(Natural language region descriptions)
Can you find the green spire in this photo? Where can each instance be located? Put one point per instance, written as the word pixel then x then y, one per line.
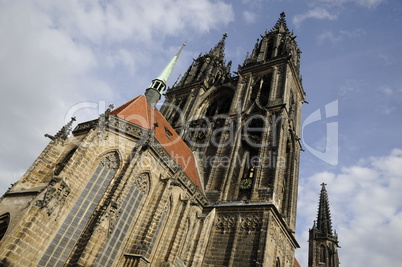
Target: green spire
pixel 158 85
pixel 165 74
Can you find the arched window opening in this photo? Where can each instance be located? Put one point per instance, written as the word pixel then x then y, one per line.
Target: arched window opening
pixel 178 111
pixel 60 166
pixel 220 105
pixel 265 89
pixel 4 222
pixel 270 49
pixel 278 263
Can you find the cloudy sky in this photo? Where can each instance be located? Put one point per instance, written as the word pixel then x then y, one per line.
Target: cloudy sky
pixel 65 58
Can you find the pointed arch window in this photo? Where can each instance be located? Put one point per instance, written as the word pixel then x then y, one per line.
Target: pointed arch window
pixel 129 208
pixel 4 223
pixel 72 227
pixel 322 254
pixel 278 263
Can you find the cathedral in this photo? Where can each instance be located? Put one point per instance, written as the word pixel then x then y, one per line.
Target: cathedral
pixel 209 179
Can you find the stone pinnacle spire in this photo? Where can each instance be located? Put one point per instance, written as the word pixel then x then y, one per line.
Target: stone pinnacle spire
pixel 158 85
pixel 219 49
pixel 324 222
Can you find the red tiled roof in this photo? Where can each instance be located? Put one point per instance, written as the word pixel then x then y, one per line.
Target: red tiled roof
pixel 139 112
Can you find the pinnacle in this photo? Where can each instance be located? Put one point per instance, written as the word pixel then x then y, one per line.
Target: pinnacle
pixel 324 222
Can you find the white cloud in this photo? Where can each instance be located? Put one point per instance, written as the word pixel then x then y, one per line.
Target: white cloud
pixel 366 210
pixel 316 13
pixel 249 16
pixel 362 3
pixel 54 56
pixel 335 38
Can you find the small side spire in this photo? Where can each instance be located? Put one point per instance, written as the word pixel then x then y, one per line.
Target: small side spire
pixel 158 85
pixel 281 24
pixel 219 49
pixel 324 222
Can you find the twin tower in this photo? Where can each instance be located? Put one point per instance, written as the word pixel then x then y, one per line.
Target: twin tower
pixel 209 180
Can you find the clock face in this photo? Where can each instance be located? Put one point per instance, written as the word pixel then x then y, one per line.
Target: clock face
pixel 245 183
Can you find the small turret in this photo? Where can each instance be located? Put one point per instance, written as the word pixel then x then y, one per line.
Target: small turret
pixel 277 43
pixel 209 68
pixel 323 244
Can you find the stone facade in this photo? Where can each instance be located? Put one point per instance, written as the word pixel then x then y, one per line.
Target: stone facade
pixel 210 180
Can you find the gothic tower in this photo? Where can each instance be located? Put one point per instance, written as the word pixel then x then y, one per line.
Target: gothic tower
pixel 323 242
pixel 244 130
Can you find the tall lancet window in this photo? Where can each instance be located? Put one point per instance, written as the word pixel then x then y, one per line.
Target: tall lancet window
pixel 129 209
pixel 79 215
pixel 322 254
pixel 4 222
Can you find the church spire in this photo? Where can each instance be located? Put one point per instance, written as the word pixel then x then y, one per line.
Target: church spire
pixel 280 25
pixel 219 49
pixel 324 222
pixel 323 243
pixel 158 85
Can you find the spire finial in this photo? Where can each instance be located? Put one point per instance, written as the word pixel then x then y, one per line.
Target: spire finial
pixel 219 49
pixel 158 85
pixel 324 222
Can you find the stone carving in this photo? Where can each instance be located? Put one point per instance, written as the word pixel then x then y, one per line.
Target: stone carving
pixel 142 183
pixel 250 222
pixel 107 221
pixel 225 223
pixel 55 197
pixel 111 161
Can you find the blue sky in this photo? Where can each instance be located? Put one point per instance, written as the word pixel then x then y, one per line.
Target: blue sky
pixel 64 58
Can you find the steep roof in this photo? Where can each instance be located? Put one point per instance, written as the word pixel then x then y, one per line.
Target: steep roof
pixel 139 112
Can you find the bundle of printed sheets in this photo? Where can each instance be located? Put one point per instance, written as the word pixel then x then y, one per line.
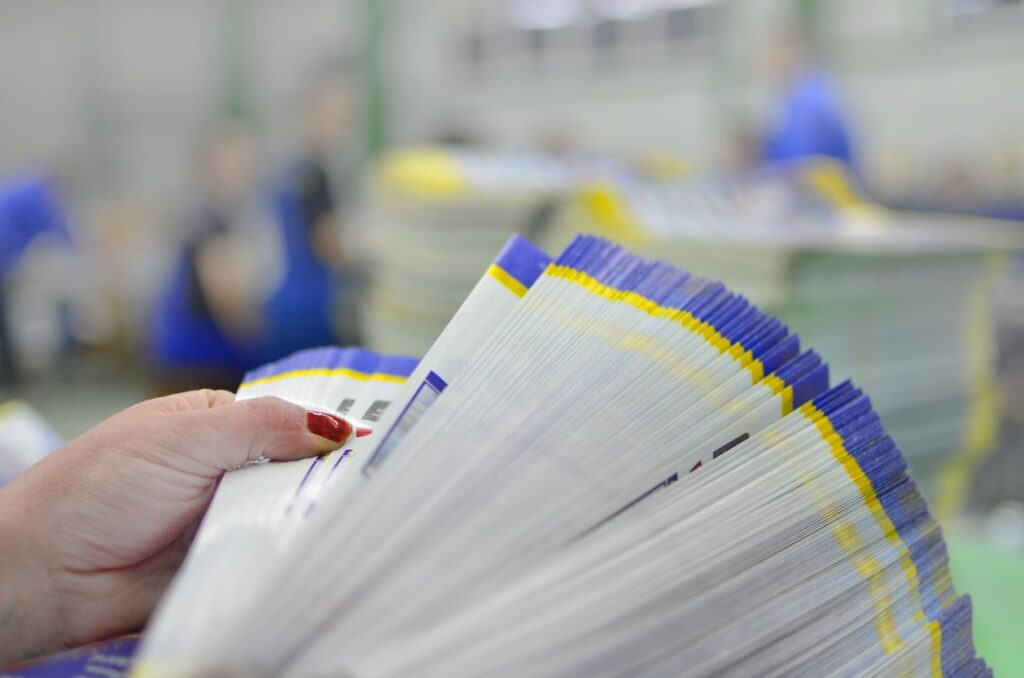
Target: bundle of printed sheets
pixel 604 466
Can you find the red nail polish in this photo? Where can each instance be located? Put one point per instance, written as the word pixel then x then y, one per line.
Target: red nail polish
pixel 328 426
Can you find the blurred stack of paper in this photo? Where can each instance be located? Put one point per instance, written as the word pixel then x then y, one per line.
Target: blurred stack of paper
pixel 25 438
pixel 900 302
pixel 434 218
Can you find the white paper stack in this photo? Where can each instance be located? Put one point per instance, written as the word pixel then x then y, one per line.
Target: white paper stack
pixel 611 467
pixel 433 219
pixel 903 303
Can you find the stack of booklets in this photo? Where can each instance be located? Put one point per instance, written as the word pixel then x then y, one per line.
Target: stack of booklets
pixel 434 217
pixel 25 438
pixel 603 466
pixel 901 302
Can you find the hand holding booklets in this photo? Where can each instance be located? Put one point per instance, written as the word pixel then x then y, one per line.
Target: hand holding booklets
pixel 604 466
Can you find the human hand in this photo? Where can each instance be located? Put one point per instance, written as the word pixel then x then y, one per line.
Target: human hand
pixel 91 536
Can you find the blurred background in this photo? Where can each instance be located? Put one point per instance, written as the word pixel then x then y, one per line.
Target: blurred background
pixel 188 189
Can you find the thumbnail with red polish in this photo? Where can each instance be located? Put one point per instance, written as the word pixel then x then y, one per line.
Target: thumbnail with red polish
pixel 328 426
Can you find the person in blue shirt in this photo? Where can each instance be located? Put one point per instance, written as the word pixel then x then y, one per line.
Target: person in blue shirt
pixel 207 326
pixel 810 119
pixel 30 208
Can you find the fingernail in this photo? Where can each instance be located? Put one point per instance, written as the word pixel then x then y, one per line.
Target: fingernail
pixel 328 426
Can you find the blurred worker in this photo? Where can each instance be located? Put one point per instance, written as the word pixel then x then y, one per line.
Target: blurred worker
pixel 809 119
pixel 30 210
pixel 208 325
pixel 316 300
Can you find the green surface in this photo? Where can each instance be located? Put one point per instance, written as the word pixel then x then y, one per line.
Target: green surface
pixel 994 581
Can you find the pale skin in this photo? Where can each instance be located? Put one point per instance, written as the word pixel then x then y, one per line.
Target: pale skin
pixel 91 536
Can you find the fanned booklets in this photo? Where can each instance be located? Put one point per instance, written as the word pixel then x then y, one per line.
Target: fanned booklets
pixel 604 466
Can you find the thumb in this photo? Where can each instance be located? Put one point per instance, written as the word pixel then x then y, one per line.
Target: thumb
pixel 269 427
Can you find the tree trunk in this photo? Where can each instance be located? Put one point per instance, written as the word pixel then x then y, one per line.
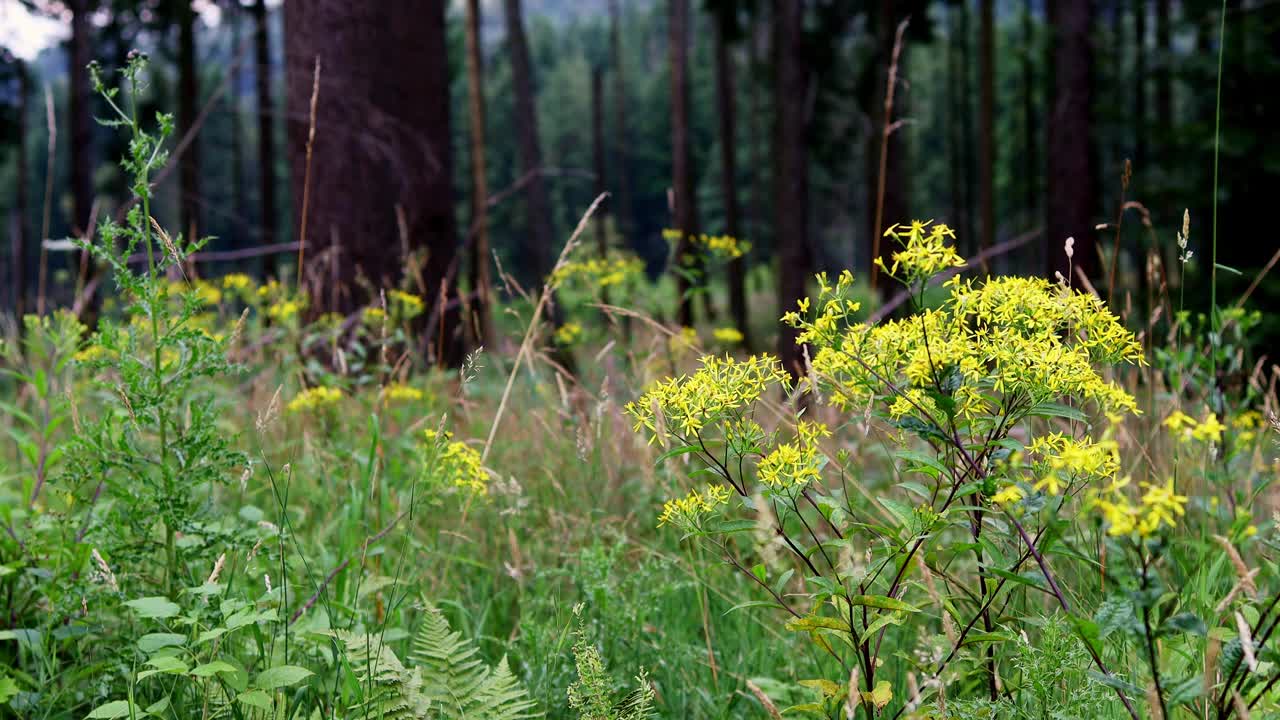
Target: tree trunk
pixel 536 205
pixel 602 238
pixel 81 118
pixel 791 158
pixel 885 158
pixel 681 163
pixel 987 128
pixel 382 146
pixel 265 135
pixel 1031 147
pixel 237 140
pixel 1165 64
pixel 188 98
pixel 480 278
pixel 726 106
pixel 19 212
pixel 1070 156
pixel 1139 85
pixel 626 213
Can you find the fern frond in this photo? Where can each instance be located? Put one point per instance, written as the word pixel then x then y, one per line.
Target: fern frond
pixel 502 697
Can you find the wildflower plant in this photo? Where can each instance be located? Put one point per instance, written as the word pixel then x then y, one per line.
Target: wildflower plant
pixel 993 399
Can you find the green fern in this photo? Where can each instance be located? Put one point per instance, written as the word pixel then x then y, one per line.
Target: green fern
pixel 447 679
pixel 592 695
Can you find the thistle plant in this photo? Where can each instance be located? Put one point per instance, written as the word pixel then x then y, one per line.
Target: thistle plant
pixel 152 450
pixel 1004 424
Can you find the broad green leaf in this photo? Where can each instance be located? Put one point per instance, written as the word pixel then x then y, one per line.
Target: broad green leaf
pixel 158 607
pixel 280 677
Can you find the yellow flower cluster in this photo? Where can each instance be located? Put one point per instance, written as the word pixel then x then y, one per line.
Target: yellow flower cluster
pixel 795 464
pixel 238 283
pixel 1020 337
pixel 721 386
pixel 1187 429
pixel 406 305
pixel 568 333
pixel 924 251
pixel 401 392
pixel 314 399
pixel 688 511
pixel 728 336
pixel 714 245
pixel 615 269
pixel 455 463
pixel 1060 460
pixel 1160 505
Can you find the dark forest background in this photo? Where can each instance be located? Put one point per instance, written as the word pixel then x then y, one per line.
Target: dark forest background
pixel 1020 123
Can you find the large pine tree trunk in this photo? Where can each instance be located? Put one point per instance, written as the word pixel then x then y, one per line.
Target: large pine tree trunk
pixel 188 98
pixel 1070 155
pixel 538 217
pixel 265 132
pixel 987 127
pixel 791 158
pixel 726 108
pixel 681 162
pixel 480 277
pixel 382 144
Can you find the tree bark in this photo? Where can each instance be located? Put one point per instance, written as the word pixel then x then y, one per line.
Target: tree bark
pixel 237 140
pixel 681 164
pixel 382 149
pixel 1070 155
pixel 536 205
pixel 188 99
pixel 1031 147
pixel 265 133
pixel 81 117
pixel 726 104
pixel 18 244
pixel 1164 74
pixel 791 156
pixel 626 213
pixel 480 277
pixel 987 127
pixel 1139 85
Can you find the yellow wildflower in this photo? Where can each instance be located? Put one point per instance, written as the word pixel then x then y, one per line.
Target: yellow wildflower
pixel 314 399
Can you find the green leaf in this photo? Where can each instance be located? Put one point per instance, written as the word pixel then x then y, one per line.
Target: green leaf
pixel 211 668
pixel 280 677
pixel 115 709
pixel 158 607
pixel 152 642
pixel 255 698
pixel 882 602
pixel 1057 410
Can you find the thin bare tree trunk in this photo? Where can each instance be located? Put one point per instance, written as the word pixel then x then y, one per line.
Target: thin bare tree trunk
pixel 480 279
pixel 625 214
pixel 19 212
pixel 791 156
pixel 188 101
pixel 237 140
pixel 1070 156
pixel 536 206
pixel 265 132
pixel 681 164
pixel 987 127
pixel 726 104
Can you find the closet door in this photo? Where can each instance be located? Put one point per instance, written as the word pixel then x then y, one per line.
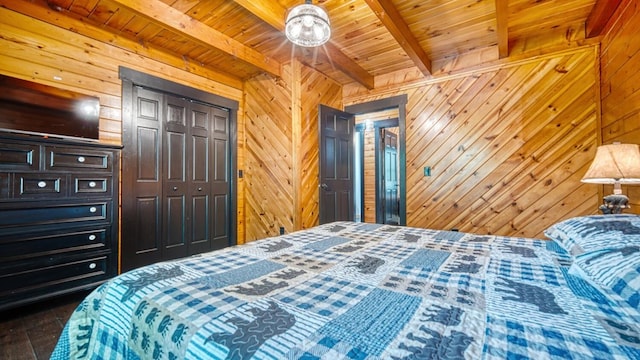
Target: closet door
pixel 179 176
pixel 142 179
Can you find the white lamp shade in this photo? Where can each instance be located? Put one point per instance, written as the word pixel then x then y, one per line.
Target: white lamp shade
pixel 308 25
pixel 615 163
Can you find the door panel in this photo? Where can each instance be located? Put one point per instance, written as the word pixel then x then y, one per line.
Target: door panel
pixel 336 165
pixel 142 220
pixel 181 179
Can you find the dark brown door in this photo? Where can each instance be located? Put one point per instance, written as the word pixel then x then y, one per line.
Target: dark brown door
pixel 336 165
pixel 176 199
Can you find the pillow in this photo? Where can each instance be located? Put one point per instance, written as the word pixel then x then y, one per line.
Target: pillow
pixel 616 270
pixel 596 232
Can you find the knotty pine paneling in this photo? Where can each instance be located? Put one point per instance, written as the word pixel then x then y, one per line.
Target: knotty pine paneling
pixel 507 146
pixel 269 156
pixel 316 89
pixel 619 63
pixel 281 165
pixel 86 60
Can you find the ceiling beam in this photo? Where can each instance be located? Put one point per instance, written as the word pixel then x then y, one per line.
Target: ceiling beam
pixel 173 20
pixel 502 24
pixel 274 14
pixel 600 14
pixel 395 24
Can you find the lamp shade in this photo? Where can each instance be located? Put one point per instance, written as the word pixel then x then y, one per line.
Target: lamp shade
pixel 615 163
pixel 308 25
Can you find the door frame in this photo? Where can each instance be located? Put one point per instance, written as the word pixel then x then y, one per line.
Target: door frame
pixel 379 161
pixel 131 78
pixel 399 102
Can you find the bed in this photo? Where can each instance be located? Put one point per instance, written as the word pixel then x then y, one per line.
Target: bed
pixel 349 290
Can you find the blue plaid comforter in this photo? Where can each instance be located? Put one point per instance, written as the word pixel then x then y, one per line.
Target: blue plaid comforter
pixel 356 291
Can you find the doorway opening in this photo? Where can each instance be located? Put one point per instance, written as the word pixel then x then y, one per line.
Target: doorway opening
pixel 379 161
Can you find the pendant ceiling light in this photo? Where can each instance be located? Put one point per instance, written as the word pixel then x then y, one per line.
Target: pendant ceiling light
pixel 308 25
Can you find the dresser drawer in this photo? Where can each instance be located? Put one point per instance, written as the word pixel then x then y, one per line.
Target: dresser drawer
pixel 61 158
pixel 28 246
pixel 39 185
pixel 46 278
pixel 19 156
pixel 91 185
pixel 53 214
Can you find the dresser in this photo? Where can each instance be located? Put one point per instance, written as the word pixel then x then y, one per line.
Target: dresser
pixel 58 216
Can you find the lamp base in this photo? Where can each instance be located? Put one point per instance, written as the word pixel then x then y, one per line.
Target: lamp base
pixel 614 204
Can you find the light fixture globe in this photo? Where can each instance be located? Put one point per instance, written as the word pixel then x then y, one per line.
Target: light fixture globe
pixel 308 25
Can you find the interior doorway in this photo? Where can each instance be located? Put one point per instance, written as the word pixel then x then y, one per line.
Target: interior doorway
pixel 380 172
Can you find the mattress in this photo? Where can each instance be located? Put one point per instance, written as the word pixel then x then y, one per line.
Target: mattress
pixel 349 290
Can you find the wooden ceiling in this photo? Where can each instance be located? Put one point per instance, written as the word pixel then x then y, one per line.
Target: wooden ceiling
pixel 370 38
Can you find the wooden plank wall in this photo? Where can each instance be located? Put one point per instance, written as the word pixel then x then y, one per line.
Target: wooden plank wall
pixel 42 48
pixel 281 165
pixel 620 89
pixel 507 145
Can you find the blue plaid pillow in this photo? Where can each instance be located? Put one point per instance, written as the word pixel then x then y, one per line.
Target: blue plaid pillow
pixel 585 234
pixel 616 270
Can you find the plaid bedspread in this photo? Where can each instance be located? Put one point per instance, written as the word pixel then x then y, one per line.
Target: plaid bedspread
pixel 356 291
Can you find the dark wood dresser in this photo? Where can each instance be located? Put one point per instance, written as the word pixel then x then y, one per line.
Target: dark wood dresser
pixel 58 216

# Work instructions
From the entries above, return exactly the line containing "Can you find the stone pinnacle", the line containing "Can you find the small turret", and all lines between, and nothing else.

# Exercise answer
Can you find the stone pinnacle spire in this photo? Where can each instance be located? Put one point per instance, written as the word pixel then x then y, one per line.
Target: stone pinnacle spire
pixel 158 85
pixel 219 49
pixel 324 222
Can you find the red tiled roof in this photo? Where can each instance be located? Put one point per instance, written as the word pixel then x then y, one per line.
Target: red tiled roof
pixel 139 112
Can you find the pinnacle in this photo? Where can each instance be located? Put one point per instance, written as the word pixel then x then y, one per line.
Target: pinnacle
pixel 324 222
Can you find the white cloud in this photo? Where can each instance be located? Put one point per instance, written as the word pixel then x then y, one per line.
Target: white cloud
pixel 366 210
pixel 316 13
pixel 249 16
pixel 362 3
pixel 54 56
pixel 335 38
Can you find the small side spire in this photo? Where can each instance be located? Put one point per instance, written as the word pixel then x then y, one per line.
Target: small side spire
pixel 158 85
pixel 281 24
pixel 219 49
pixel 324 222
Can you find the twin tower in this photo? Where can each instance be located? Put one point per instance, written as the word pixel then x then y, one per line.
Target: twin tower
pixel 209 180
Can you find the clock face in this photo? Where can each instance be located? Put one point per instance, written as the word pixel then x then y, one per line.
Target: clock face
pixel 245 183
Can you find the small turret in this photo? Where can each instance be located? Put one point per instance, written as the word pixel then x then y, one per line.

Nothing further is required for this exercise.